GIVEN INSTRUCTION:
Copy out the listing below with every "Give results" replaced by "Return results" and nothing else changed. Omit the pictures from your copy.

Dataset rows

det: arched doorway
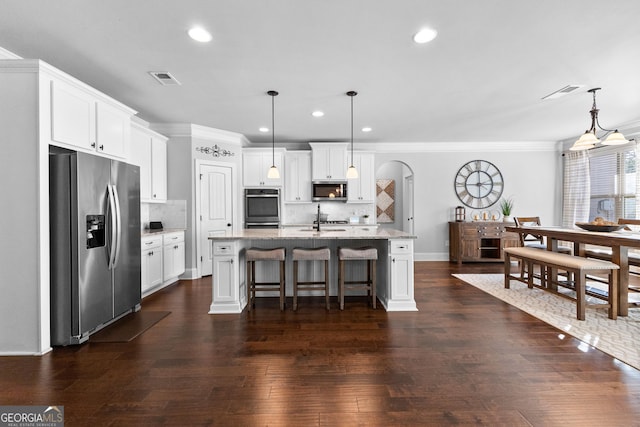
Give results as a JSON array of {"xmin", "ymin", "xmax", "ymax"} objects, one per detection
[{"xmin": 376, "ymin": 160, "xmax": 414, "ymax": 234}]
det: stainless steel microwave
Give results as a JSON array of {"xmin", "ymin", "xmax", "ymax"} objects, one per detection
[{"xmin": 311, "ymin": 181, "xmax": 347, "ymax": 202}]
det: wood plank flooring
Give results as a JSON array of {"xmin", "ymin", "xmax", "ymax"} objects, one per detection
[{"xmin": 0, "ymin": 262, "xmax": 640, "ymax": 426}]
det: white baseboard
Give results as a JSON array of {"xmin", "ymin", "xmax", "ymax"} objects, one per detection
[{"xmin": 413, "ymin": 252, "xmax": 449, "ymax": 261}]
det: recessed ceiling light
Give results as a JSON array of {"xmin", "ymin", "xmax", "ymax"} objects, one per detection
[
  {"xmin": 189, "ymin": 27, "xmax": 213, "ymax": 43},
  {"xmin": 413, "ymin": 28, "xmax": 438, "ymax": 44}
]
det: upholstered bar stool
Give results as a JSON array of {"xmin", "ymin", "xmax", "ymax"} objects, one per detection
[
  {"xmin": 245, "ymin": 248, "xmax": 285, "ymax": 311},
  {"xmin": 293, "ymin": 247, "xmax": 331, "ymax": 311},
  {"xmin": 338, "ymin": 246, "xmax": 378, "ymax": 310}
]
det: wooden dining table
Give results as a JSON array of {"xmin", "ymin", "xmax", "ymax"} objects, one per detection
[{"xmin": 505, "ymin": 226, "xmax": 640, "ymax": 316}]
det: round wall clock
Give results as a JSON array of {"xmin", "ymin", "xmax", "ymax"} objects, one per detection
[{"xmin": 453, "ymin": 160, "xmax": 504, "ymax": 209}]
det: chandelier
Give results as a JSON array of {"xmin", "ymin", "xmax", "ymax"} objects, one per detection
[{"xmin": 570, "ymin": 87, "xmax": 629, "ymax": 151}]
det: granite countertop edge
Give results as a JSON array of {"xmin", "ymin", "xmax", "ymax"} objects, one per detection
[{"xmin": 140, "ymin": 228, "xmax": 187, "ymax": 237}]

ANSWER TO THE PROBLEM:
det: arched doorway
Return results as a JSON array of {"xmin", "ymin", "xmax", "ymax"} objects, one per detection
[{"xmin": 376, "ymin": 160, "xmax": 414, "ymax": 234}]
det: stainless steel microwave
Return results as a JSON array of {"xmin", "ymin", "xmax", "ymax"} objects, one per detection
[{"xmin": 311, "ymin": 181, "xmax": 347, "ymax": 202}]
det: wood plank flooring
Return results as a JSON array of {"xmin", "ymin", "xmax", "ymax"} objects, one per detection
[{"xmin": 0, "ymin": 262, "xmax": 640, "ymax": 426}]
det: white baseboard
Return results as a JSON array of {"xmin", "ymin", "xmax", "ymax"} objects, one per detection
[{"xmin": 413, "ymin": 252, "xmax": 449, "ymax": 261}]
det: recessed ceiling light
Return results as a JSON array of {"xmin", "ymin", "xmax", "ymax"} objects, one per detection
[
  {"xmin": 189, "ymin": 27, "xmax": 213, "ymax": 43},
  {"xmin": 413, "ymin": 28, "xmax": 438, "ymax": 44}
]
det: upholstered bar stool
Return results as a JSON array of {"xmin", "ymin", "xmax", "ymax"} objects, one per detection
[
  {"xmin": 245, "ymin": 248, "xmax": 285, "ymax": 311},
  {"xmin": 293, "ymin": 247, "xmax": 331, "ymax": 311},
  {"xmin": 338, "ymin": 246, "xmax": 378, "ymax": 310}
]
det: wooden dining table
Return results as a JSON array of {"xmin", "ymin", "xmax", "ymax"} objects, one per detection
[{"xmin": 505, "ymin": 226, "xmax": 640, "ymax": 316}]
det: round wall clock
Return results as a JSON array of {"xmin", "ymin", "xmax", "ymax"} objects, one per detection
[{"xmin": 453, "ymin": 160, "xmax": 504, "ymax": 209}]
det: chandelier
Return results as a JSON array of {"xmin", "ymin", "xmax", "ymax"} objects, one per detection
[{"xmin": 570, "ymin": 87, "xmax": 629, "ymax": 151}]
det: granite countertop edge
Return results as a JSON array of {"xmin", "ymin", "xmax", "ymax"} objects, one per detection
[{"xmin": 140, "ymin": 228, "xmax": 187, "ymax": 237}]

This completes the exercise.